##### GIVEN TEXT #####
Streetwise
Lauren Rudd
Sunday, October 31,
2010
"There Is No Room For Second Place"
Vince Lombardi’s famous “Number One” soliloquy epitomizes the
way I believe you should look at your investment portfolio. In summary, it says,
“There is no room for second place. There is only one place in my game, and
that's first place. ...There is a second place bowl game, but it is a game for
losers played by losers.”
Were those harsh words? No, I do not think so. Rather they
are quite pertinent to what your investment strategy should be. A successful
investment program requires that you select only the best investment candidates.
By paying judicious attention to profitability and intrinsic value you can
easily separate the wheat from the chaff.
Keep in mind that I am directing my comments at investing and
not trading, a polite word for speculation. A speculator is about as much an
investor as a Las Vegas gambler. That statement is not intended to be derisive.
Whenever there is a profit to be made by successfully picking the correct
outcome of a random event there will be those wanting to bet on the outcome,
regardless of risk.
And as in every game of chance there will be winners and
losers, with the latter occurring far more frequently than the former. Yet, to
their credit, speculators on Wall Street serve a key role in that they provide
liquidity to the markets.
An investor eliminates much of the random element or risk
through diligent research and the utilization of a time horizon that is measured
in months or years, rather than hours or minutes. This time factor not only
alleviates minor share price fluctuations, but enables you to benefit from a
continual compounding of profits.
##### MATERIAL #####
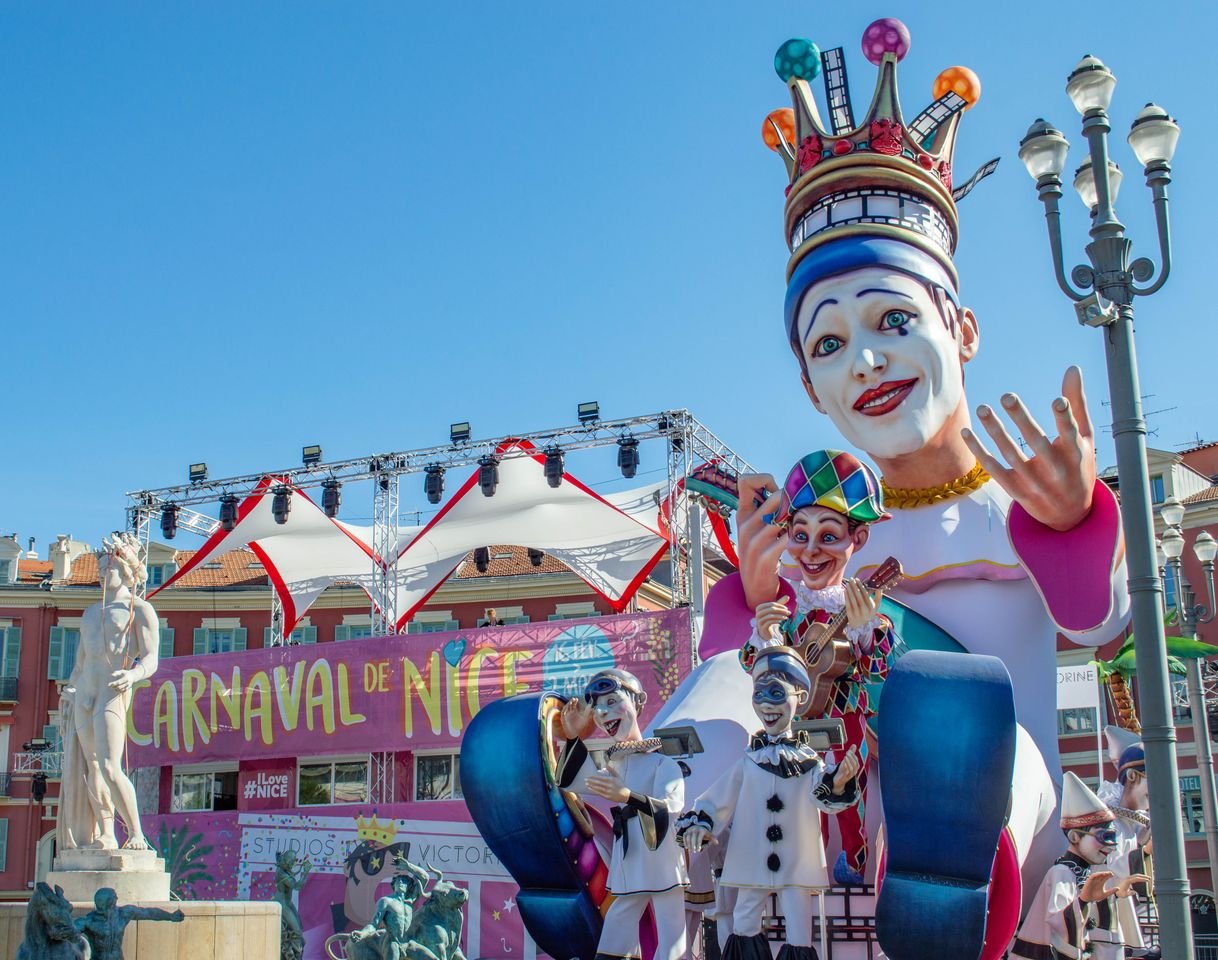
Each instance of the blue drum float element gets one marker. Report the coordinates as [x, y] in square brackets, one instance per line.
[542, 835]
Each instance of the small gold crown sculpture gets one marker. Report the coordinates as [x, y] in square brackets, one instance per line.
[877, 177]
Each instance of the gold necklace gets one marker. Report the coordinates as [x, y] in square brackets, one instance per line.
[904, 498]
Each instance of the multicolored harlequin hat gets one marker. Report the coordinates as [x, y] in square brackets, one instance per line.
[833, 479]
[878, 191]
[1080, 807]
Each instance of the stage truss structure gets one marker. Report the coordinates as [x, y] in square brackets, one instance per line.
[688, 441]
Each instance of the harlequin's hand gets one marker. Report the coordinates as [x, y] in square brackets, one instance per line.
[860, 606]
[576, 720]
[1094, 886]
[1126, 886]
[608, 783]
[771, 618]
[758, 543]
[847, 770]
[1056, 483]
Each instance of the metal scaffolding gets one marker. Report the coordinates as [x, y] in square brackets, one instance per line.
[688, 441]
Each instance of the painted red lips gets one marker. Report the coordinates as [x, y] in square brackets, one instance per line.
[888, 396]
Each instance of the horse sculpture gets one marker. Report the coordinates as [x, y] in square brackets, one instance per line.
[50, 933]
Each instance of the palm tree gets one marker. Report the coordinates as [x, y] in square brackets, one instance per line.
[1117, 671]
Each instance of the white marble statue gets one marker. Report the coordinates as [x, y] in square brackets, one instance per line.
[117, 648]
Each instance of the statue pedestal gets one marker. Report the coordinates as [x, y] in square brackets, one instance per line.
#####
▶ _ACTIONS TO TAKE_:
1 - Summarize the investing column in two sentences.
2 - According to the investing column, what key role do speculators on Wall Street serve?
3 - List every unit of time the investing column names when it contrasts an investor's time horizon with a shorter one.
The data has no connection to the text.

▶ _ANSWERS FOR THE EXERCISE_:
1 - Using Vince Lombardi's "Number One" speech as a model, the column argues that a successful investment program selects only the best candidates, judged by profitability and intrinsic value. It distinguishes investing from speculation, saying that investors reduce risk through diligent research and a time horizon of months or years, which eases minor price swings and allows profits to compound.

2 - They provide liquidity to the markets.

3 - Months, years, hours, minutes